#### Data section ####
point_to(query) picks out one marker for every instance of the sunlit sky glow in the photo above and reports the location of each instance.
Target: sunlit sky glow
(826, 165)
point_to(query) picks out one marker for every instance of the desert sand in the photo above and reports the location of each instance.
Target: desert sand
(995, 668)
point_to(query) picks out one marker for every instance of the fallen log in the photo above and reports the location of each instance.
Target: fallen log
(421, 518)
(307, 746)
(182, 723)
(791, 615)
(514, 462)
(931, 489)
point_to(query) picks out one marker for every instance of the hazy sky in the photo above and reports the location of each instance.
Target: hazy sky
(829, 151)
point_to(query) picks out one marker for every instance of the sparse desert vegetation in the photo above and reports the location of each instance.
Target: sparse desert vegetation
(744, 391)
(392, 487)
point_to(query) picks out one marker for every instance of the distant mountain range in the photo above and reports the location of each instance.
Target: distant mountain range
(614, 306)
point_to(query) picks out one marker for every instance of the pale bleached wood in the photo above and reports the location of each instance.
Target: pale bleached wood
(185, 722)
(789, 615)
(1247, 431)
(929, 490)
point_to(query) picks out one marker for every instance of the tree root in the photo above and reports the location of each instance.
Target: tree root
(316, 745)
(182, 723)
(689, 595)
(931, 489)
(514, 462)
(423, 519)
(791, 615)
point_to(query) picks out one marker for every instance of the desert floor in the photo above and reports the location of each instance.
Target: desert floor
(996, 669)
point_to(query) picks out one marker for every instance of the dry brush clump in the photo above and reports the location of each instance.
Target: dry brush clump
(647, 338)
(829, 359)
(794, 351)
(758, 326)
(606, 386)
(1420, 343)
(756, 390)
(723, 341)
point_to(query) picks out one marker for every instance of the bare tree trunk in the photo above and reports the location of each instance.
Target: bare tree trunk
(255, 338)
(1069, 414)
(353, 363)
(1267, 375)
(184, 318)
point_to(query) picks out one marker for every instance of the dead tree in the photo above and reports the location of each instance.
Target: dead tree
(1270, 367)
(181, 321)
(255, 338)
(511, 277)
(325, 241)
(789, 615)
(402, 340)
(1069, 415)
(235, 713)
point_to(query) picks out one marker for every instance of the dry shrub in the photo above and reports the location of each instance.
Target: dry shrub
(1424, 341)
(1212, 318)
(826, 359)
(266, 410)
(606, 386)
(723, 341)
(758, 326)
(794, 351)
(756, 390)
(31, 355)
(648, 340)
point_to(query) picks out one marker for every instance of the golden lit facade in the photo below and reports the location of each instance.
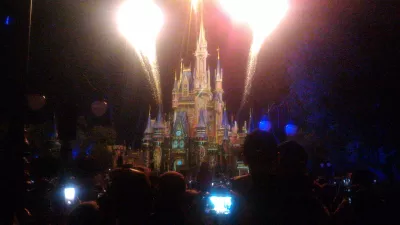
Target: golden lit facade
(198, 129)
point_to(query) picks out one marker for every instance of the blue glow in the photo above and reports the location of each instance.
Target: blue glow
(264, 124)
(7, 22)
(291, 129)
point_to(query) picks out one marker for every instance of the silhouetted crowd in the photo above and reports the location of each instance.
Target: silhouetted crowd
(277, 191)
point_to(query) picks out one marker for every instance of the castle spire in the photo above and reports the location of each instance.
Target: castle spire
(224, 122)
(175, 89)
(200, 82)
(251, 122)
(202, 34)
(209, 78)
(149, 128)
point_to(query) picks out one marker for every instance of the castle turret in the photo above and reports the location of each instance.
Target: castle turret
(147, 141)
(158, 140)
(200, 82)
(201, 133)
(175, 94)
(252, 125)
(148, 132)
####
→ **Required task**:
Reproduce the material between the line holding "the castle spire" and the end of the material, inclusive, with every line kept in place. Multiply each coordinate in the marked points by 1.9 and round to a whole number, rounding halves up, and leave all other text unchanged.

→ **The response**:
point_to(query) picks out one marker for every instance of the castle spire in the photo above and reports the location of each instance.
Target: castle spire
(426, 232)
(333, 169)
(380, 156)
(477, 232)
(384, 65)
(397, 148)
(283, 243)
point_to(query) picks out one marker for every instance of the castle turret in the photo above and reports the location of each instance.
Target: castle turret
(279, 268)
(300, 266)
(380, 156)
(382, 253)
(333, 179)
(479, 238)
(281, 251)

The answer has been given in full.